CHALLENGE 1: Pick out each line of the records that contains the string "green", matching case exactly, and copy those lines.

EXTRACT:
— START —

For details, use 'zs <subcommand> --help'.
These subcommands are documented further below.
Note
In case you have the Python zs
package installed,
but somehow do not have the zs
executable available on your
path, then it can also be invoked as python -m zs
. E.g., these
two commands do the same thing:
$ zs dump myfile.zs
$ python -m zs dump myfile.zs
zs make
¶
zs make
allows you to create ZS files. In its simplest form, it
just reads in a text file, and writes out a ZS file, treating each
line as a separate record.
For example, if we have this data file (a tiny excerpt from the Web 1T dataset released by Google; note that the last whitespace in each line is a tab character):
$ cat tiny-4grams.txt
not done explicitly . 42
not done extensive research 225
not done extensive testing 749
not done extensive tests 87
not done extremely well 41
not done fairly . 61
not done fast , 52
not done fast enough 71
Then we can compress it into a ZS file by running:
$ zs make '{"corpus": "doc-example"}' tiny-4grams.txt tiny-4grams.zs --codec deflate
zs: Opening new ZS file: tiny-4grams.zs
zs: Reading input file: tiny-4grams.txt
zs: Blocks written: 1
zs: Blocks written: 2
zs: Updating header...
zs: Done.
The first argument specifies some arbitrary metadata that will be saved into the ZS file, in the form of a JSON string; the second argument names the file we want to convert; and the third argument names the file we want to create.
The --codec
argument lets us choose which compression method we
use; usually you should stick with the default (which is lzma), but
until readthedocs.org responds to our bug report we can’t use lzma
here in the docs. Sorry.
Note
You must ensure that your file is sorted before running
zs make
. (If you don’t, then it will error out and scold you.)

— END —

TASK INPUTS:

— START —

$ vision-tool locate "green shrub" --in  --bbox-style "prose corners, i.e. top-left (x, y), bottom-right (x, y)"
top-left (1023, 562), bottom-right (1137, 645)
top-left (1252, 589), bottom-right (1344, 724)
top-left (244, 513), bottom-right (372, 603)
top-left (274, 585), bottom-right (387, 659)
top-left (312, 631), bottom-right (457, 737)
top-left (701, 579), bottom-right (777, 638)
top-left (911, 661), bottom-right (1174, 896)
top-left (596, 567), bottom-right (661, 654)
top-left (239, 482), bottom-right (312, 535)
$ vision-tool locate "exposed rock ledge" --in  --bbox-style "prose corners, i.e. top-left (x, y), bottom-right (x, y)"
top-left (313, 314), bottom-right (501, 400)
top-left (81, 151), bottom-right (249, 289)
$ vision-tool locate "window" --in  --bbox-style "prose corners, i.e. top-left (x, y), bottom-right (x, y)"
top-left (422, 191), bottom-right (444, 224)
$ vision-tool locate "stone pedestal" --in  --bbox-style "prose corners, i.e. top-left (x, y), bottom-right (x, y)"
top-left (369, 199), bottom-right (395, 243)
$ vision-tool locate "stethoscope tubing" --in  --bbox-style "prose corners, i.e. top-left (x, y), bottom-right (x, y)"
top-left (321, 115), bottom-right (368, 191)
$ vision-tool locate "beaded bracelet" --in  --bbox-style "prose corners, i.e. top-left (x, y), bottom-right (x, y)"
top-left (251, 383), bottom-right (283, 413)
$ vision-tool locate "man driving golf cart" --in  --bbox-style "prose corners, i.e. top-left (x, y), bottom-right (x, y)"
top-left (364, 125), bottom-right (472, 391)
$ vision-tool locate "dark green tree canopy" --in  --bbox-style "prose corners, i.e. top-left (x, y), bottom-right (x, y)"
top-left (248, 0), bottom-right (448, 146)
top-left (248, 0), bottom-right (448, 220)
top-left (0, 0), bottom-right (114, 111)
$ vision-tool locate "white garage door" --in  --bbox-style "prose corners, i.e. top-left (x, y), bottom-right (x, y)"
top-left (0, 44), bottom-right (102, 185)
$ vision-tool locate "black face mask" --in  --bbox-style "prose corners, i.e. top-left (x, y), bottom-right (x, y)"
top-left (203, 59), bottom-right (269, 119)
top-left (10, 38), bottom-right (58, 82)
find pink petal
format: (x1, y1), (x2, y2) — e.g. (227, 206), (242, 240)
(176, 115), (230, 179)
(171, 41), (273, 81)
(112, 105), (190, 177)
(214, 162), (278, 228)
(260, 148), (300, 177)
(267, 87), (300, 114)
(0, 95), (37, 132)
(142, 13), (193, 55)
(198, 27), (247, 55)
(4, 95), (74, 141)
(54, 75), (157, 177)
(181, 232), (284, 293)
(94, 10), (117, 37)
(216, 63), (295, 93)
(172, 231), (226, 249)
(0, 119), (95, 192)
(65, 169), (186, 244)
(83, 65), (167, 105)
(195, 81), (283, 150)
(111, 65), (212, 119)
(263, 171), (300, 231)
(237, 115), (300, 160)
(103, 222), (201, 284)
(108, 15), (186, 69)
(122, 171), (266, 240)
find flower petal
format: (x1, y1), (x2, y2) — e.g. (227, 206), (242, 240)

— END —

CHALLENGE 2: According to the zs documentation excerpt, which compression method is the default for zs make?

EXERCISE RESULT 1:
$ vision-tool locate "green shrub" --in  --bbox-style "prose corners, i.e. top-left (x, y), bottom-right (x, y)"
$ vision-tool locate "dark green tree canopy" --in  --bbox-style "prose corners, i.e. top-left (x, y), bottom-right (x, y)"

EXERCISE RESULT 2: lzma